The required answer is an exact copy of the lines from the one containing "Indicate every instance of the deep" to the end of the listing, both included, without any pictures.

LISTED ENTRIES:
****************************************
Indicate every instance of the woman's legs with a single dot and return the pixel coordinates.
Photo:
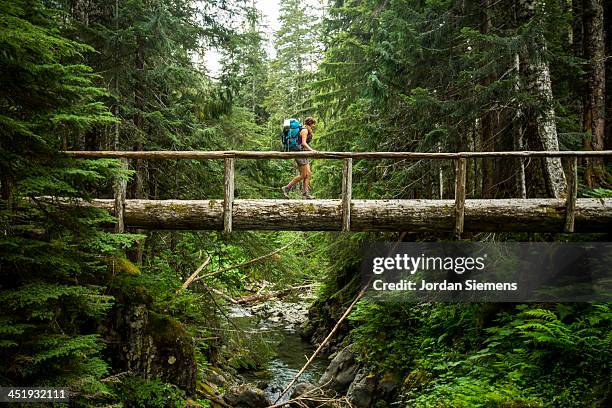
(305, 170)
(304, 173)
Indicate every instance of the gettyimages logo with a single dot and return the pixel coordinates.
(485, 272)
(412, 264)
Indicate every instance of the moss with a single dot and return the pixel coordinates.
(178, 208)
(123, 265)
(165, 329)
(552, 212)
(138, 294)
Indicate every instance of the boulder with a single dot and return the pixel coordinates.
(246, 396)
(340, 372)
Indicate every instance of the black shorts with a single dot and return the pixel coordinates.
(301, 162)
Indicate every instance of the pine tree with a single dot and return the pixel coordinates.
(297, 54)
(50, 257)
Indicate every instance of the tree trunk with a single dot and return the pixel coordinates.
(501, 215)
(544, 129)
(595, 101)
(608, 24)
(138, 188)
(488, 119)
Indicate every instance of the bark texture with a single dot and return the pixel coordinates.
(525, 215)
(543, 127)
(595, 100)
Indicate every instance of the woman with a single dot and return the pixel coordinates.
(303, 164)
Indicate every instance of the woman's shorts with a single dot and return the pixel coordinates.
(302, 162)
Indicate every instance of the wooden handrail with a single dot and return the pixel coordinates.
(460, 181)
(205, 155)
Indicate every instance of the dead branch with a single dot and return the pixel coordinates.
(247, 263)
(268, 295)
(193, 276)
(331, 334)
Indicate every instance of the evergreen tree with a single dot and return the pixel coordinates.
(50, 257)
(297, 54)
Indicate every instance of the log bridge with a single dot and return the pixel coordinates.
(567, 215)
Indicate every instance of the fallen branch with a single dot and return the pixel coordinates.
(265, 296)
(331, 334)
(317, 395)
(247, 263)
(223, 295)
(193, 277)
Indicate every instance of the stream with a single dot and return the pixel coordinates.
(278, 321)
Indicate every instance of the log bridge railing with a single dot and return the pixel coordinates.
(545, 215)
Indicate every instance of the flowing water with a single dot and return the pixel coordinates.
(290, 351)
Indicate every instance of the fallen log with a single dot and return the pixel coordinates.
(503, 215)
(258, 297)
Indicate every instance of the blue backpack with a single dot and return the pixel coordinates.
(291, 135)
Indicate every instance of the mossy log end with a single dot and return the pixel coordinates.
(503, 215)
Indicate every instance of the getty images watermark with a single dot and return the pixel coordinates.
(489, 272)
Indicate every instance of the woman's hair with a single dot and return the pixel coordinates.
(310, 121)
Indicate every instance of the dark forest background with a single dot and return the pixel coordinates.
(98, 311)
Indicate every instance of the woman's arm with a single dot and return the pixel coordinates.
(304, 136)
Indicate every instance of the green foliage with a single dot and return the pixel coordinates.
(50, 257)
(139, 393)
(488, 355)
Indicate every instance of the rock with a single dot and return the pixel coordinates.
(152, 345)
(366, 390)
(362, 390)
(340, 372)
(246, 396)
(301, 388)
(215, 378)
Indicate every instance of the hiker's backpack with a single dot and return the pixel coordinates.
(291, 135)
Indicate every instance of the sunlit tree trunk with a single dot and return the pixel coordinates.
(595, 102)
(538, 72)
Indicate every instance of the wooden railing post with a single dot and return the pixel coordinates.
(572, 193)
(460, 196)
(228, 198)
(347, 191)
(120, 190)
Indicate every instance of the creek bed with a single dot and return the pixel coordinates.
(278, 321)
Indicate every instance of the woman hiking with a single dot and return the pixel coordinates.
(303, 164)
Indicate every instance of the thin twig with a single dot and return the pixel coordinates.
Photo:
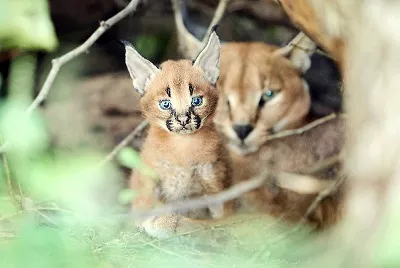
(202, 202)
(57, 63)
(301, 130)
(324, 164)
(7, 174)
(322, 195)
(219, 13)
(137, 131)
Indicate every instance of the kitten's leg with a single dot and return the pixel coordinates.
(215, 181)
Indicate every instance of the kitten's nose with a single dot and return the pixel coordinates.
(242, 131)
(183, 119)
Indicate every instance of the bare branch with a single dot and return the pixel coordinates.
(219, 13)
(301, 130)
(307, 185)
(203, 202)
(189, 45)
(57, 63)
(137, 131)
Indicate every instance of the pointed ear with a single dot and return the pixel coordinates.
(208, 59)
(140, 69)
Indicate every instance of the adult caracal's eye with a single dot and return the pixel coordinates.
(165, 104)
(197, 101)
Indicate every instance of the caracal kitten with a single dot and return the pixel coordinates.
(179, 100)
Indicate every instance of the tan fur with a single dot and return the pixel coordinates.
(294, 154)
(190, 162)
(248, 70)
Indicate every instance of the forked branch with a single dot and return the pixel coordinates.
(189, 45)
(57, 63)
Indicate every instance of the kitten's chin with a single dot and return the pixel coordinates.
(242, 149)
(186, 131)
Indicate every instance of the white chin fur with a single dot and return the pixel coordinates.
(242, 150)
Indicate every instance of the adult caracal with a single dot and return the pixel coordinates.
(179, 101)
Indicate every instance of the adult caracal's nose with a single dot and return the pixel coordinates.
(183, 119)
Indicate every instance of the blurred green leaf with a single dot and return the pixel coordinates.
(26, 135)
(126, 196)
(26, 24)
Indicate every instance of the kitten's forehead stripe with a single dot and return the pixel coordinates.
(191, 89)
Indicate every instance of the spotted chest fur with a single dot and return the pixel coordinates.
(180, 183)
(177, 183)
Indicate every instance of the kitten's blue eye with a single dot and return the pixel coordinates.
(165, 104)
(197, 101)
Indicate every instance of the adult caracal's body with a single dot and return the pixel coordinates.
(179, 100)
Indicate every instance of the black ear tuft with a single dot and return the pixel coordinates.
(214, 28)
(124, 43)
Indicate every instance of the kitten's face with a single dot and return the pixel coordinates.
(179, 98)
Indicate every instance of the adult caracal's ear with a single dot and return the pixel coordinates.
(208, 58)
(140, 69)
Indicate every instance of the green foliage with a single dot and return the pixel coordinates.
(26, 24)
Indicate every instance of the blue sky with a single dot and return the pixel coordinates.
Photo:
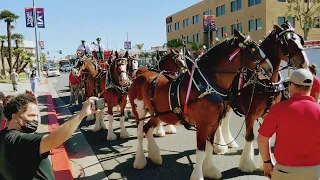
(69, 21)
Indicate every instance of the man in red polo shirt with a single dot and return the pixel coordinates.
(296, 123)
(74, 84)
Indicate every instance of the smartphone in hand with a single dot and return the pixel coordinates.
(100, 104)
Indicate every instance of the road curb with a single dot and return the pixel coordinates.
(84, 163)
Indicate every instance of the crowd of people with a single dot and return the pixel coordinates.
(294, 121)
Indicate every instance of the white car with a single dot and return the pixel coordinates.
(53, 71)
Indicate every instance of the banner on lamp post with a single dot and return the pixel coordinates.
(209, 20)
(29, 15)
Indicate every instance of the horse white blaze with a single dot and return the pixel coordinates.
(197, 171)
(209, 170)
(140, 160)
(111, 136)
(153, 148)
(123, 75)
(247, 163)
(218, 139)
(226, 131)
(123, 132)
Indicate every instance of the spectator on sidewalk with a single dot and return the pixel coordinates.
(14, 77)
(296, 123)
(74, 84)
(34, 79)
(315, 91)
(23, 154)
(27, 71)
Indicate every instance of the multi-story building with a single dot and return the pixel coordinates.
(253, 17)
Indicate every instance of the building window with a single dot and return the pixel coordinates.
(258, 24)
(186, 22)
(177, 25)
(221, 10)
(236, 5)
(282, 19)
(251, 25)
(253, 2)
(223, 31)
(196, 19)
(169, 28)
(233, 26)
(239, 27)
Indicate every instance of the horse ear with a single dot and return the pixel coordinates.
(277, 28)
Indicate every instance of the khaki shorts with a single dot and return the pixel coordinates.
(281, 172)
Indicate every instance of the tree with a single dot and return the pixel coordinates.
(2, 40)
(9, 17)
(306, 13)
(139, 46)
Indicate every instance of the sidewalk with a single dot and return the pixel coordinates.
(73, 160)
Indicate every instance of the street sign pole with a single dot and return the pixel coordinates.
(35, 24)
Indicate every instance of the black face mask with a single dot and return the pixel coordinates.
(30, 127)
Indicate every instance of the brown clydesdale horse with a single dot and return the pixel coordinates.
(112, 85)
(258, 94)
(171, 64)
(155, 93)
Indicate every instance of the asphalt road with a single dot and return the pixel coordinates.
(178, 151)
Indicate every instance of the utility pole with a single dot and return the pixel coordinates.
(35, 25)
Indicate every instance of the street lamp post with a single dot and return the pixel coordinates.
(35, 25)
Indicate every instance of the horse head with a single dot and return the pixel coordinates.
(119, 70)
(289, 45)
(171, 62)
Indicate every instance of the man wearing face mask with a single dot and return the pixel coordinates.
(23, 154)
(296, 123)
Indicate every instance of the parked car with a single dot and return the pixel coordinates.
(53, 71)
(66, 68)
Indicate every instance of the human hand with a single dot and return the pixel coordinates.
(87, 107)
(268, 168)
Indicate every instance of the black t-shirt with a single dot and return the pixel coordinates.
(20, 157)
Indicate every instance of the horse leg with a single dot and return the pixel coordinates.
(209, 170)
(111, 136)
(123, 132)
(197, 173)
(171, 129)
(97, 126)
(226, 131)
(139, 112)
(153, 148)
(160, 131)
(247, 163)
(220, 146)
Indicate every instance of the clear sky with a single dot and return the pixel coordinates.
(69, 21)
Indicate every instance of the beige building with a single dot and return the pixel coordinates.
(253, 17)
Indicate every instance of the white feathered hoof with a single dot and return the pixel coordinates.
(211, 172)
(124, 134)
(160, 131)
(171, 129)
(234, 144)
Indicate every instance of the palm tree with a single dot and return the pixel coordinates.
(9, 17)
(139, 46)
(2, 40)
(18, 38)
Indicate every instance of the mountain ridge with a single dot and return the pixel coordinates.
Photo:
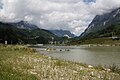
(103, 25)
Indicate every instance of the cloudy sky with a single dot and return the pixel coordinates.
(73, 15)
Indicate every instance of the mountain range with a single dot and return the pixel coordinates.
(104, 25)
(23, 32)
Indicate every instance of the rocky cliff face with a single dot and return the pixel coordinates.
(103, 22)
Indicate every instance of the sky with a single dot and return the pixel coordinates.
(72, 15)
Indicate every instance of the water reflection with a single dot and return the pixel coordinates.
(90, 55)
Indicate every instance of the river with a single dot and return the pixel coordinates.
(105, 55)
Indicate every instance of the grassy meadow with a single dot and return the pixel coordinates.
(22, 63)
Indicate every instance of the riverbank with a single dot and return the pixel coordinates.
(22, 63)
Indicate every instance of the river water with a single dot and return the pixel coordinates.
(105, 56)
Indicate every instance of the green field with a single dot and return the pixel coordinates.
(22, 63)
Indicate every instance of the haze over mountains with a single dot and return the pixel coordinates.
(25, 33)
(104, 25)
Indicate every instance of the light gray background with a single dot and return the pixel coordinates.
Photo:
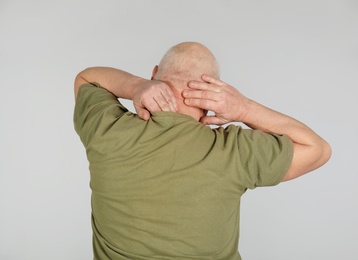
(298, 57)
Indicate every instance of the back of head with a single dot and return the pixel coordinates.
(187, 61)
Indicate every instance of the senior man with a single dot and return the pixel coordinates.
(164, 184)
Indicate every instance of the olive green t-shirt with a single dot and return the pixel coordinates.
(170, 187)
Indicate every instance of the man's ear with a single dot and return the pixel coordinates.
(155, 70)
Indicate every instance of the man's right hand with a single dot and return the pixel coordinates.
(228, 104)
(153, 96)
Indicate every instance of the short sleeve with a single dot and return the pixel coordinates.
(96, 109)
(264, 158)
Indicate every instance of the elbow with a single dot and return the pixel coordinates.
(326, 152)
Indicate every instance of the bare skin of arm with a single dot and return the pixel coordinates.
(147, 95)
(229, 105)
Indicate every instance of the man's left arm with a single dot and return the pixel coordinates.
(148, 95)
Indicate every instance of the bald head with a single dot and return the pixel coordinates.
(187, 61)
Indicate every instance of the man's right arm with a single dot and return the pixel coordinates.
(229, 105)
(148, 95)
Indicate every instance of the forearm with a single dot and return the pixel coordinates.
(270, 121)
(122, 84)
(310, 150)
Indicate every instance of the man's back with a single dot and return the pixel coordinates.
(170, 187)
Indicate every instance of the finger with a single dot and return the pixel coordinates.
(143, 113)
(212, 80)
(162, 103)
(170, 99)
(204, 86)
(209, 120)
(205, 104)
(151, 105)
(202, 94)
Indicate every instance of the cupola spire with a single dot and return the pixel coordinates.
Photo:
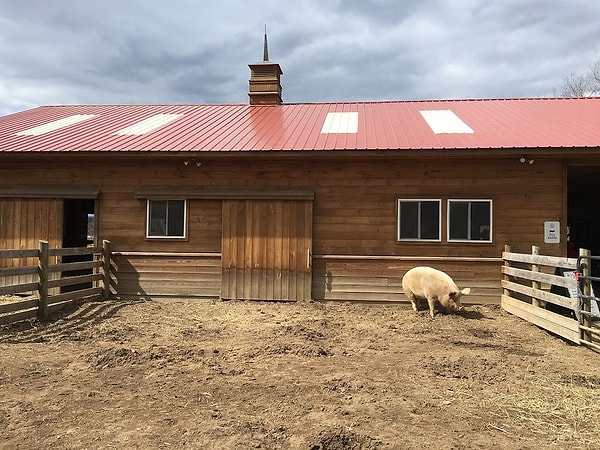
(265, 80)
(265, 47)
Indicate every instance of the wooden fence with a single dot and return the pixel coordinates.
(49, 279)
(547, 291)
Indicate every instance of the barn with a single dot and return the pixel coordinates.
(291, 202)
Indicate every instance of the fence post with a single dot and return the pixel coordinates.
(507, 249)
(43, 281)
(535, 251)
(106, 269)
(586, 290)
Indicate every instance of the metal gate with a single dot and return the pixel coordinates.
(588, 302)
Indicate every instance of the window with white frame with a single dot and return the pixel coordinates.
(166, 219)
(419, 219)
(470, 220)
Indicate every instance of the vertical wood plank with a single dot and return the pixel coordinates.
(535, 250)
(105, 270)
(43, 281)
(586, 290)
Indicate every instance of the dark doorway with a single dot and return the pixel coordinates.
(78, 231)
(583, 212)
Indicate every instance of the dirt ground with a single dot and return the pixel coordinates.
(239, 375)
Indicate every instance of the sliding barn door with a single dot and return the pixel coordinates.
(266, 250)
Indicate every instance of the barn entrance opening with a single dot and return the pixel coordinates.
(78, 231)
(583, 214)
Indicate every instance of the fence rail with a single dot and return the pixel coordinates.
(550, 292)
(49, 287)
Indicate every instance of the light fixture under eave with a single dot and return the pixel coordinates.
(526, 159)
(188, 161)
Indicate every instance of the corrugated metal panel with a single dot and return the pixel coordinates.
(510, 123)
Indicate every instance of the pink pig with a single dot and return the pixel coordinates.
(435, 286)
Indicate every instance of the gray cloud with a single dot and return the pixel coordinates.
(184, 51)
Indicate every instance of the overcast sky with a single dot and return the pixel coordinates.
(198, 51)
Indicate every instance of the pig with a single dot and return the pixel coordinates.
(435, 286)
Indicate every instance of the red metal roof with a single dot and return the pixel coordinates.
(506, 123)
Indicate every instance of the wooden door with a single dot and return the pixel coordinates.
(266, 250)
(23, 223)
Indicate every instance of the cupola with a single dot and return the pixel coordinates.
(265, 80)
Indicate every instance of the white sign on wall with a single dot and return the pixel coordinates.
(552, 232)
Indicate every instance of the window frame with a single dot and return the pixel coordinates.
(185, 219)
(470, 201)
(418, 200)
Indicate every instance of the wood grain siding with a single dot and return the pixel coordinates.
(379, 279)
(265, 251)
(354, 208)
(155, 275)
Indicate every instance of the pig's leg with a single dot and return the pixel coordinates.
(413, 299)
(431, 301)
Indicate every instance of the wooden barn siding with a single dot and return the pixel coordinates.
(354, 205)
(180, 275)
(380, 279)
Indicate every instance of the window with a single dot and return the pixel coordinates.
(419, 220)
(166, 219)
(470, 220)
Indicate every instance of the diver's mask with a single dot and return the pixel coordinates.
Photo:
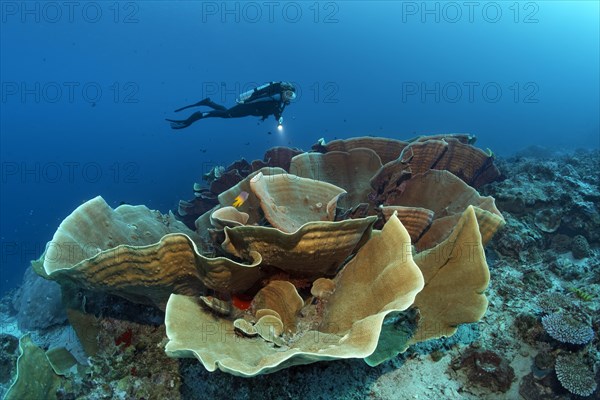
(288, 95)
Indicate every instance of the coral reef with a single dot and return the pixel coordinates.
(37, 294)
(575, 375)
(247, 290)
(567, 329)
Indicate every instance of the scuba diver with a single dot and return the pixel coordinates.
(268, 99)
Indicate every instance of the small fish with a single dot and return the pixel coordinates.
(240, 199)
(241, 301)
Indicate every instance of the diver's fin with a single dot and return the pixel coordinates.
(203, 102)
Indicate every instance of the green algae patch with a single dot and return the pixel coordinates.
(35, 377)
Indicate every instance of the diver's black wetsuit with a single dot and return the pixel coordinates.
(261, 103)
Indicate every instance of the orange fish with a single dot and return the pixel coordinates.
(240, 199)
(242, 302)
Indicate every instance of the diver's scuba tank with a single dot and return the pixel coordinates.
(255, 93)
(267, 90)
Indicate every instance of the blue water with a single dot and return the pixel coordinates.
(86, 87)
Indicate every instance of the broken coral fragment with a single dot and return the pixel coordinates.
(383, 266)
(387, 149)
(228, 216)
(456, 275)
(316, 249)
(129, 252)
(289, 201)
(416, 220)
(251, 205)
(351, 171)
(282, 298)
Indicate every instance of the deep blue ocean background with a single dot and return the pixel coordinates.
(86, 88)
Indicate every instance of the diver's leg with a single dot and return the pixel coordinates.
(184, 123)
(204, 102)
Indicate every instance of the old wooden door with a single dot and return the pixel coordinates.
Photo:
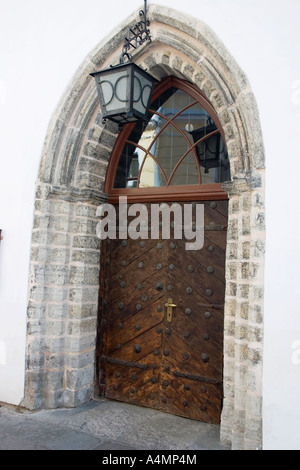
****************************************
EXERCISE SOLUTION:
Indicate every instance of the deep blue ocean background with a single dot and return the pixel coordinates.
(86, 88)
Indicate every instance of the diver's leg with a single dot and return the pixel coordinates.
(184, 123)
(204, 102)
Indicate every instance of the old wooden door with a single dot and return the pixel coordinates.
Photo:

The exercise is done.